**Обязательное задание 1:** Объясните в одном–трех предложениях, почему, согласно фрагменту об Оруэлле и Ларкине, Джордж Боулинг сокращает до минимума свой поход в древнюю церковь.

**Фрагмент текста:**
-------
Так Англии сгинуть недолго: Сгинут клиросы, мемориалы И улицы, и долины, Ну а книги останутся только В галерейном, музейном зале; А нам — лишь бетон да шины [51] .

Есть нечто в этой «английскости», особенно в том достоинстве, что сквозит в пейзажах и видах старинных городков, что, одновременно черпая из себя и себя обогащая, замыкается в вечной меланхолии и пессимизме, но вещественного подтверждения этому найти было бы невозможно. И Оруэлл, и Ларкин прибегали к одному источнику образов зеленых лужаек и серых камней, оба внутренне были убеждены в излишней уязвимости, хрупкости этого мира, что не позволит ему выжить. По другому, но тот же страх знаком был и Оливеру Голдсмиту, и Уильяму Блейку. А также Коббету и Диккенсу. Оруэлл утверждал, что «в общем и целом, все лучшие писатели нашего времени имеют склонность к реакционности», в качестве яркого примера приводя ирландца Йейтса. (Ларкин говорил своему биографу, Эндрю Моушну, что в самом начале источником вдохновения в литературе для него были Оруэлл, Сирил Коннолли и Джордж Бернард Шоу.)

Можно бы остановиться и заметить, что помимо прочего Ларкин практически делает отсылку к «1984», и это читается и в мрачном образе бетона, и в смиренном согласии с тем, что намек на растаявшую идиллию сохраняется лишь в старых томах и пахнущих плесенью картинках. Ларкин принадлежал к тори, если не к реакционерам, и его стихотворение практически можно считать заказом для Белой книги правительства консерваторов о текущей обстановке (что не помешало графине Дартмут вычеркнуть, по политическим соображениям, некоторые другие строки стиха: «Как приветствуют „умные лица“/Не на равных слиянье компаний,/Что дает пять процентов в остатке/(Плюс десять — коль к морю пробиться)». Оруэлл же был «социалистом из частной школы», который действительно выбрал себе псевдоним по имени святого покровителя Англии, фамилию же взяв по названию речки, безмятежно петляющей по пространствам Восточной Англии, прежде чем разлиться широким устьем. Символическим романом, в котором могли бы слиться два этих литературных потока, без сомнения, мог бы стать «Глотнуть воздуха» Оруэлла, со всем его страхом перед современным уродством, перед грубым надругательством над святынями, перед мещанством. Субурбия подавляет Аркадию. Самодовольная и алчная новая Британия в изображении Ларкина, управляемая «лживыми, продажными фиглярами», вполне могла бы брать свое начало в самой язвительной сатире Оруэлла.

Возможно, стоит сопоставить их еще в одном вопросе: и Ларкин, и Оруэлл демонстрировали очень сходное отношение к религии. Будучи не в большом восторге от метафизических притязаний христианства, Ларкин мог остановиться у придорожной церкви и («Я жду, когда утихнет все внутри, и захожу в обитель пустоты») попытаться понять атмосферу места, как в его стихе: «Постою у алтаря/Монету брошу, распишусь. Зачем,/спрошу, пришел, и сам отвечу: зря». И все же на фоне его равнодушия к церемониалу отчетливее звучало уважение к духу места, к его истории, к тому, что «здесь довольно мертвецов», и к той серьезности, которая так убедительно звучит в заключительной строфе стиха «Посещение церкви». Джордж Боулинг, герой романа Оруэлла «Глотнуть воздуха», настолько смущен встречей со священником из своего детства, что сокращает до минимума свой поход в древнюю церковь: «Оставаясь в рамках приличия, но все же как можно скорее я опустил шестипенсовик в коробку с надписью: „На нужды церкви“ и удрал».
-------
**Строки набора данных:**
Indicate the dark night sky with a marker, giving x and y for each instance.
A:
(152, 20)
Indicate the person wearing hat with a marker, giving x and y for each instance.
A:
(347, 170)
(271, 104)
-------
**Обязательное задание 2:** Обновите все строки набора данных, заменив в них «marker» на «point» и ничего больше не меняя.

**Полный ответ 1:** Джордж Боулинг сокращает свой поход в древнюю церковь до минимума, потому что его смутила встреча со священником из его детства. Поэтому он, оставаясь в рамках приличия, как можно скорее опускает шестипенсовик в коробку с надписью «На нужды церкви» и уходит.

**Полный ответ 2:**
Indicate the dark night sky with a point, giving x and y for each instance.
A:
(152, 20)
Indicate the person wearing hat with a point, giving x and y for each instance.
A:
(347, 170)
(271, 104)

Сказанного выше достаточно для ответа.